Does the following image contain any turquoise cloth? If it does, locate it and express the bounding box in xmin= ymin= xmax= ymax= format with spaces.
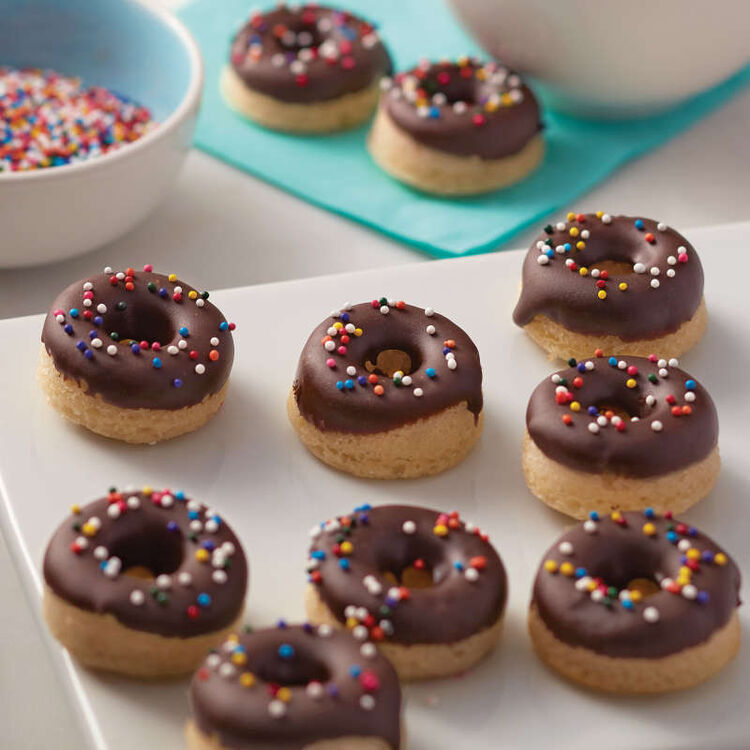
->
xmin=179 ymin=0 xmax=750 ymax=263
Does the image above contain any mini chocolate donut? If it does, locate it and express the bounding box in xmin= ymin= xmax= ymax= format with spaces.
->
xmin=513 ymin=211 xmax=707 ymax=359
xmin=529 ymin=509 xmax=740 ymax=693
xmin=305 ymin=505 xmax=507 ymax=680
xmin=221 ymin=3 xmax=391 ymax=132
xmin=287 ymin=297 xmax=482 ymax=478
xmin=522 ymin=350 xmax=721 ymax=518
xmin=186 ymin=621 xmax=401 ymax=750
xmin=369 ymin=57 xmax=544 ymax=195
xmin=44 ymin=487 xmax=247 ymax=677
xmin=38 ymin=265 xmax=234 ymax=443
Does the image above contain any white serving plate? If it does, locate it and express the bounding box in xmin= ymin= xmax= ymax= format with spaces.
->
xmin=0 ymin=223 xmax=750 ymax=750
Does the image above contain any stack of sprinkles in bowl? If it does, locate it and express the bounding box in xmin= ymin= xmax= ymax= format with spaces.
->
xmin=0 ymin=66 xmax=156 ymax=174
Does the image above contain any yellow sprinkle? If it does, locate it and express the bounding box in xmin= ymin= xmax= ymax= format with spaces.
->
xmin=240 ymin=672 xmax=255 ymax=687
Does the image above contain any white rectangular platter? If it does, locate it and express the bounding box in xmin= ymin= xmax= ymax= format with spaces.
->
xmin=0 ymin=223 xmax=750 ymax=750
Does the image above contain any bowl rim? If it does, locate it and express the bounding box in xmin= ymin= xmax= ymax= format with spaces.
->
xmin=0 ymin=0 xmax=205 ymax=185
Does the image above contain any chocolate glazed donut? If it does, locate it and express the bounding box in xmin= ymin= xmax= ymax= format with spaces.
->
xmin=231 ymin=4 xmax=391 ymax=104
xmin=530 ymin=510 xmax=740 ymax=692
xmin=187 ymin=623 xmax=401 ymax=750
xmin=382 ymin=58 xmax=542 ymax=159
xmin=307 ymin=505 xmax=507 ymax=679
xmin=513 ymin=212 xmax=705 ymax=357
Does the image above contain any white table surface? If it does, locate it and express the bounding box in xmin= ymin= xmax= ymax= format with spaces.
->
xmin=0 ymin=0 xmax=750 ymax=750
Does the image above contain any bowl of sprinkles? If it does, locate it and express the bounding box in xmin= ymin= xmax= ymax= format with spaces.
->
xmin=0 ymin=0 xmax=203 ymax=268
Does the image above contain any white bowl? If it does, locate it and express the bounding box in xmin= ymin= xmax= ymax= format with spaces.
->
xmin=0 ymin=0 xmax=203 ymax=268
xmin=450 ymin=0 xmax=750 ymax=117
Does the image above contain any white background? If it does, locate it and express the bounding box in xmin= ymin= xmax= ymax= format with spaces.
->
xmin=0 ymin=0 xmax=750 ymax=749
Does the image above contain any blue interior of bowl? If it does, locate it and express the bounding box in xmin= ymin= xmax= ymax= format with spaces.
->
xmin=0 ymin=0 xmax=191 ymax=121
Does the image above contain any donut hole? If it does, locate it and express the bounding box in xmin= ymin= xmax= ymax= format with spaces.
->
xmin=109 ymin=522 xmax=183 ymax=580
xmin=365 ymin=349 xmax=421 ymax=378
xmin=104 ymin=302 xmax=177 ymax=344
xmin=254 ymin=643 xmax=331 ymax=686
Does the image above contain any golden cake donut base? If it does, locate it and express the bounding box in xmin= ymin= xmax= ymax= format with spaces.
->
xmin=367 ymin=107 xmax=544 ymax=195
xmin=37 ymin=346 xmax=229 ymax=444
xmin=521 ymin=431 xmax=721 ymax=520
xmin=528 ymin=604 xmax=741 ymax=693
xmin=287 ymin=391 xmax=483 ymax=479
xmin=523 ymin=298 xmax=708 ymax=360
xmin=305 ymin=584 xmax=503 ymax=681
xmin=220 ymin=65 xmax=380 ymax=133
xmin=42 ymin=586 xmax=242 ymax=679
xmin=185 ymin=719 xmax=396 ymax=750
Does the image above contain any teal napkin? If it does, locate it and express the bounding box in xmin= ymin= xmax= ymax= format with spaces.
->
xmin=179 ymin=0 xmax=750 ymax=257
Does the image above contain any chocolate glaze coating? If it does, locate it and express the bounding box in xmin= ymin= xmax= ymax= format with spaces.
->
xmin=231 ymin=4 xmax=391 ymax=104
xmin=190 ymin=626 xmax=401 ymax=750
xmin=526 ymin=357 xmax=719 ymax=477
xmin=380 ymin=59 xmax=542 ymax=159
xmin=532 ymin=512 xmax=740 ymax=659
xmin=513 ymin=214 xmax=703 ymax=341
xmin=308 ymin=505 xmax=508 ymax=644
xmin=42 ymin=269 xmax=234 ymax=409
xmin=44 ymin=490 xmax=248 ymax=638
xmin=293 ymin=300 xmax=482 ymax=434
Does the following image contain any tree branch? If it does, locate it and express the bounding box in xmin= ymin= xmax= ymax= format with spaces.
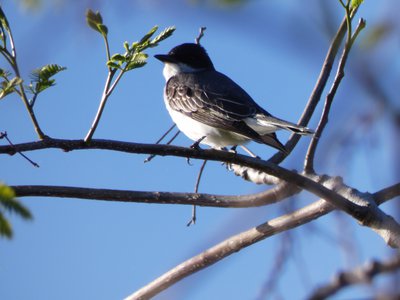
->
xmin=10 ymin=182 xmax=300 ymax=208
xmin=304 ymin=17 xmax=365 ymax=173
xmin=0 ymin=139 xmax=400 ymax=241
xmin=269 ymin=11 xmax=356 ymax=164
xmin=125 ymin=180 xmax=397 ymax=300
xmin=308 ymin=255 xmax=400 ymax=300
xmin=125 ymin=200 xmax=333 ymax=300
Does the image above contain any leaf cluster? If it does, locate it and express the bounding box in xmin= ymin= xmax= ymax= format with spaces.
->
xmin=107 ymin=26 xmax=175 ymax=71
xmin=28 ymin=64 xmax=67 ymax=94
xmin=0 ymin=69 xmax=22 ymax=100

### Task
Update all the rows above, replacing "bounding box" with "enclosing rectangle" and keeping everything else the same. Leave the pictures out.

### Response to this task
Does the following image contain any turquoise cloth? If it does, locate it and express the enclosing rectangle in xmin= ymin= xmax= ymax= format with spaces.
->
xmin=179 ymin=0 xmax=750 ymax=263
Does the image above contain any mini chocolate donut? If it does, locate it and express the enclosing rectangle in xmin= ymin= xmax= ymax= format with spaces.
->
xmin=513 ymin=211 xmax=707 ymax=359
xmin=529 ymin=509 xmax=740 ymax=693
xmin=305 ymin=505 xmax=507 ymax=680
xmin=221 ymin=3 xmax=391 ymax=132
xmin=287 ymin=297 xmax=482 ymax=478
xmin=522 ymin=350 xmax=721 ymax=518
xmin=186 ymin=621 xmax=401 ymax=750
xmin=369 ymin=57 xmax=544 ymax=195
xmin=44 ymin=487 xmax=247 ymax=677
xmin=38 ymin=265 xmax=234 ymax=443
Does the image above contain any white serving plate? If it does, locate it and express the enclosing rectangle in xmin= ymin= xmax= ymax= format with spaces.
->
xmin=0 ymin=223 xmax=750 ymax=750
Does the image above contain any stack of sprinkles in bowl? If it does, locate it and express the enclosing rectangle in xmin= ymin= xmax= ymax= format with spaces.
->
xmin=0 ymin=66 xmax=156 ymax=174
Does the image above contain any yellow sprinkle? If it does, locate it and express the enclosing rectangle in xmin= ymin= xmax= ymax= format with spaces.
->
xmin=240 ymin=672 xmax=255 ymax=687
Does the image above contain any white rectangular platter? If it does, locate it and express the enclosing rectangle in xmin= ymin= xmax= ymax= format with spaces.
->
xmin=0 ymin=223 xmax=750 ymax=750
Does the image above contain any bowl rim? If it does, locate it and express the enclosing rectangle in xmin= ymin= xmax= ymax= format with spaces.
->
xmin=0 ymin=0 xmax=205 ymax=185
Does the image above contain any chocolate glazed donut? If it does, locate it and express the enclosing rectangle in xmin= ymin= xmax= ymax= format with spaces.
->
xmin=231 ymin=4 xmax=391 ymax=104
xmin=530 ymin=510 xmax=740 ymax=692
xmin=187 ymin=623 xmax=401 ymax=750
xmin=382 ymin=58 xmax=542 ymax=159
xmin=307 ymin=505 xmax=507 ymax=679
xmin=513 ymin=212 xmax=705 ymax=357
Does the image above contain any white table surface? If it does, locate it and express the enclosing rectangle in xmin= ymin= xmax= ymax= format with spaces.
->
xmin=0 ymin=0 xmax=750 ymax=750
Does the image above contain any bowl of sprinkles? If it does, locate it and express the enclosing rectangle in xmin= ymin= xmax= ymax= format with spaces.
->
xmin=0 ymin=0 xmax=203 ymax=268
Does the image above contain any white bowl? If it does, locate it and express the enclosing rectangle in xmin= ymin= xmax= ymax= format with spaces.
->
xmin=0 ymin=0 xmax=203 ymax=268
xmin=450 ymin=0 xmax=750 ymax=117
Does the image above contain any white background? If it does, locate it and express the enclosing rectangle in xmin= ymin= xmax= ymax= format with spaces.
->
xmin=0 ymin=0 xmax=750 ymax=749
Does the image above contain any blue interior of bowl? If it does, locate it and express the enclosing rectangle in xmin= ymin= xmax= ymax= format with spaces.
->
xmin=0 ymin=0 xmax=191 ymax=121
Does the image above contain any donut hole? If it does, locate it and express the enclosing rectangle in xmin= ymin= xmax= ymax= format with spaces.
->
xmin=109 ymin=522 xmax=183 ymax=580
xmin=365 ymin=349 xmax=421 ymax=378
xmin=104 ymin=302 xmax=177 ymax=344
xmin=254 ymin=643 xmax=331 ymax=686
Does the image above contain any golden cake donut base? If it does, locate it and express the enclosing rectangle in xmin= ymin= xmax= ymax= format with spaces.
->
xmin=367 ymin=107 xmax=544 ymax=195
xmin=37 ymin=346 xmax=229 ymax=444
xmin=521 ymin=431 xmax=721 ymax=520
xmin=528 ymin=604 xmax=741 ymax=693
xmin=287 ymin=391 xmax=483 ymax=479
xmin=523 ymin=298 xmax=708 ymax=360
xmin=305 ymin=584 xmax=503 ymax=681
xmin=220 ymin=65 xmax=380 ymax=133
xmin=42 ymin=586 xmax=242 ymax=679
xmin=185 ymin=719 xmax=396 ymax=750
Does the image above contain any teal napkin? If it does, locate it and express the enclosing rectangle in xmin= ymin= xmax= ymax= format with spaces.
->
xmin=179 ymin=0 xmax=750 ymax=257
Does the image above contain any chocolate glaze coating? If it does, locate it and express the enclosing rectangle in xmin= ymin= xmax= ymax= format with spaces.
->
xmin=231 ymin=4 xmax=391 ymax=104
xmin=190 ymin=626 xmax=401 ymax=750
xmin=526 ymin=357 xmax=719 ymax=477
xmin=380 ymin=59 xmax=542 ymax=159
xmin=532 ymin=512 xmax=740 ymax=659
xmin=513 ymin=214 xmax=703 ymax=341
xmin=308 ymin=505 xmax=508 ymax=644
xmin=42 ymin=269 xmax=234 ymax=409
xmin=44 ymin=490 xmax=248 ymax=638
xmin=293 ymin=300 xmax=482 ymax=434
Does the following image contain any tree branch? If it does, locate it and express the enclosing rectangle in xmin= ymin= xmax= ymax= format with spaces.
->
xmin=10 ymin=182 xmax=300 ymax=208
xmin=304 ymin=17 xmax=365 ymax=173
xmin=0 ymin=139 xmax=400 ymax=241
xmin=269 ymin=11 xmax=356 ymax=164
xmin=125 ymin=180 xmax=397 ymax=300
xmin=308 ymin=255 xmax=400 ymax=300
xmin=125 ymin=200 xmax=333 ymax=300
Does the image above contain any leaf cluster? If it does, locate it and express the enclosing rectangle in xmin= ymin= xmax= ymax= format with spaces.
->
xmin=107 ymin=26 xmax=175 ymax=71
xmin=28 ymin=64 xmax=67 ymax=94
xmin=0 ymin=69 xmax=22 ymax=100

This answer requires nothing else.